[Exercise objective]
Copy each line of the data below in which the word "light" can be found.

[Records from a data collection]
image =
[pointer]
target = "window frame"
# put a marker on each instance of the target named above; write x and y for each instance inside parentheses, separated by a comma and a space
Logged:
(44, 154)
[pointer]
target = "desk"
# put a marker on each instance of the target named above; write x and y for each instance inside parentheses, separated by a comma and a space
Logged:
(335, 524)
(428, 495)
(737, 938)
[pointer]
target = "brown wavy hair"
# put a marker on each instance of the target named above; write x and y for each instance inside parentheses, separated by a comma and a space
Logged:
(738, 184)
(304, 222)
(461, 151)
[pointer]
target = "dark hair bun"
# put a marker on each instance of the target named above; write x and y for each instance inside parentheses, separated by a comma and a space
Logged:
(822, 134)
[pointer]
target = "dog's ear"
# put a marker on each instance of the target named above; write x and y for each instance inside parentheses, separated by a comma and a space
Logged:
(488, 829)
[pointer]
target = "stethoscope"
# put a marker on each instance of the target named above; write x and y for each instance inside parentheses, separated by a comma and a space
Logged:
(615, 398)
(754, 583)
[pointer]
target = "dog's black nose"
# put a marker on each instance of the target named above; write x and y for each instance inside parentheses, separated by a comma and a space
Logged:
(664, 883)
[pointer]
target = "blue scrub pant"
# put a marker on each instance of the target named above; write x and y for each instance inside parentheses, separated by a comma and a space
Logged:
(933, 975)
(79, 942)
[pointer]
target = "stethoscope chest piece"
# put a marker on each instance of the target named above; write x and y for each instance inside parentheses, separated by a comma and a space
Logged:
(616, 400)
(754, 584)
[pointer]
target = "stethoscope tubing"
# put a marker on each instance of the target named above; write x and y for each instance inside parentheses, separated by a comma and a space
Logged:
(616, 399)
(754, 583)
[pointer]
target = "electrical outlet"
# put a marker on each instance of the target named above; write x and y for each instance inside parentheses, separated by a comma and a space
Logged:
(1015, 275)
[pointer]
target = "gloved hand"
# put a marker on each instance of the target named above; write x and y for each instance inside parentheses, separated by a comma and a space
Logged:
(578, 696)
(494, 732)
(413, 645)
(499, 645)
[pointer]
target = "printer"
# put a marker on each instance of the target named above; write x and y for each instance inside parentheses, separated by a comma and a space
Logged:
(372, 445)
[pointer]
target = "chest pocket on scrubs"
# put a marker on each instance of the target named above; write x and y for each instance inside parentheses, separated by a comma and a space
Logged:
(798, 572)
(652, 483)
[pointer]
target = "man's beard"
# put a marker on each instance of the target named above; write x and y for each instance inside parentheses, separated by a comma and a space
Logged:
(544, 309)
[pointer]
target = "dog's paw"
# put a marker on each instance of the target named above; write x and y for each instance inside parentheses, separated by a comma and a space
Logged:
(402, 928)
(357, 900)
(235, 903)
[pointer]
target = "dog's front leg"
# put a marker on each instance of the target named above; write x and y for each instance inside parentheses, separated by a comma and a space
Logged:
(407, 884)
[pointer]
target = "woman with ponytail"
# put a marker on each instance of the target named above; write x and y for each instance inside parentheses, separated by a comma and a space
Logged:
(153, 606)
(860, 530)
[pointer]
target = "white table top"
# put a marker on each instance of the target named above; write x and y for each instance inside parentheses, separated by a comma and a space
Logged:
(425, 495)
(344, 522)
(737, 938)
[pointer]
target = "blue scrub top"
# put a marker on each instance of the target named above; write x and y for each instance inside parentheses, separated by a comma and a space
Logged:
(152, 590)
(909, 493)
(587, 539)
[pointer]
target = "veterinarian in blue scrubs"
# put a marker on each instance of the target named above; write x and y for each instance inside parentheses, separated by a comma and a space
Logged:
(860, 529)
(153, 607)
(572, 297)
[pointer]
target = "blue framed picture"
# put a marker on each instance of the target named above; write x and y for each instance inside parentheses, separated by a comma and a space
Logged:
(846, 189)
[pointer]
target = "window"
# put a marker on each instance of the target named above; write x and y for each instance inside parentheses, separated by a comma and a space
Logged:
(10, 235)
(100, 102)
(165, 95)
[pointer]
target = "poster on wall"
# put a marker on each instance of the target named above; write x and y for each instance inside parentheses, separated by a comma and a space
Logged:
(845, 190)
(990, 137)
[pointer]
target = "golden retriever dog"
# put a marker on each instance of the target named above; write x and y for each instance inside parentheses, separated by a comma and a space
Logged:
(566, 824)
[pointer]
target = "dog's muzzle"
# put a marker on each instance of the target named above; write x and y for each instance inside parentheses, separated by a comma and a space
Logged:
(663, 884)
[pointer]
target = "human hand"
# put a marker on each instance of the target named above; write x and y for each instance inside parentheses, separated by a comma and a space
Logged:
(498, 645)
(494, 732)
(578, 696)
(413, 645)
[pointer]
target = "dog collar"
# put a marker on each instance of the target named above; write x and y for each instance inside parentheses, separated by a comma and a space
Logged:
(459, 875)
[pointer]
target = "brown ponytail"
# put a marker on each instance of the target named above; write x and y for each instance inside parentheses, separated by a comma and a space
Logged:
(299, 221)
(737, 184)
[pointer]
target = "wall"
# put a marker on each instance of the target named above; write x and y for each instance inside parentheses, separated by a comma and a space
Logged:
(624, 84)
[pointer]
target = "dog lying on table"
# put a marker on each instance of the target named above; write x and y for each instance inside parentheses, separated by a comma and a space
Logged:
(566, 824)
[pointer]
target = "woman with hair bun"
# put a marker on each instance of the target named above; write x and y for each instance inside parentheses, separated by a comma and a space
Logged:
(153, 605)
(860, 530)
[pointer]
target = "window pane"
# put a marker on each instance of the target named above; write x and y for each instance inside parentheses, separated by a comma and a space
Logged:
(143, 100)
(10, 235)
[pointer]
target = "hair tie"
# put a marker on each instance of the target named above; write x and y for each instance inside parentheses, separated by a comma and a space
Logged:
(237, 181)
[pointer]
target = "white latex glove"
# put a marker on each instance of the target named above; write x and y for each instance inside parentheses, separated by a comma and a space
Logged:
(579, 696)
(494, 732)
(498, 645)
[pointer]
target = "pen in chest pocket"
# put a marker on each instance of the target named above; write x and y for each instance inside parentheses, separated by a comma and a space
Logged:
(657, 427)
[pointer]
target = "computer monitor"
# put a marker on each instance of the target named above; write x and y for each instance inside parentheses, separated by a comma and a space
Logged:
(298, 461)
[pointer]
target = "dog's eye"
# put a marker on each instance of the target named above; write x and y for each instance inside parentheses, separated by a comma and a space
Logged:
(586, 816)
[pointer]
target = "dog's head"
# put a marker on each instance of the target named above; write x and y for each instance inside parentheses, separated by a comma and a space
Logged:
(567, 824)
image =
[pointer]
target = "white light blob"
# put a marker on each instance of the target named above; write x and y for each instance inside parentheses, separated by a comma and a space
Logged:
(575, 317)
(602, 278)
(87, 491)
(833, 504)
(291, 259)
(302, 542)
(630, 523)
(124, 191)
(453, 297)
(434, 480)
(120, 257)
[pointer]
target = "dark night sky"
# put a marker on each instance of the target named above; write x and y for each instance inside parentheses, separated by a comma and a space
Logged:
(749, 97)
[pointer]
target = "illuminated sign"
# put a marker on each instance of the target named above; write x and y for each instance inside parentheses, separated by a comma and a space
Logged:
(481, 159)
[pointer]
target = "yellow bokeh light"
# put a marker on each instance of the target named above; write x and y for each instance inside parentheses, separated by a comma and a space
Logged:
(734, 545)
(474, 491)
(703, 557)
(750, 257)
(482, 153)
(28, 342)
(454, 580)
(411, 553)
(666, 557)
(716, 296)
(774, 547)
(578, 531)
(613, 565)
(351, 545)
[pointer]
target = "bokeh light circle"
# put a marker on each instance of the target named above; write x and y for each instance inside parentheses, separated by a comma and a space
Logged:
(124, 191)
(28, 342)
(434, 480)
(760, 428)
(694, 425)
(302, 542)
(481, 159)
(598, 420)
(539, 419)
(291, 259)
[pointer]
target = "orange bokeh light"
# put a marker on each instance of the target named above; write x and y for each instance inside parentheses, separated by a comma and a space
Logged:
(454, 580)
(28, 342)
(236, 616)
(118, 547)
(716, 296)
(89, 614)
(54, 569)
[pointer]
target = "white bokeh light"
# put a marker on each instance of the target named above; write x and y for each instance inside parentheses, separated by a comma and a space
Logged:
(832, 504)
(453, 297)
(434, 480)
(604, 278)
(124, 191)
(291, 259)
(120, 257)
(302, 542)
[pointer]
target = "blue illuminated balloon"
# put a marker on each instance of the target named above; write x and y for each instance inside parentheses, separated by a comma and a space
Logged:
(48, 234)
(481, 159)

[Exercise result]
target = "white light blob"
target = "yellow bokeh light"
target = "bokeh light circle"
target = "orange bokeh light"
target = "white bokeh light"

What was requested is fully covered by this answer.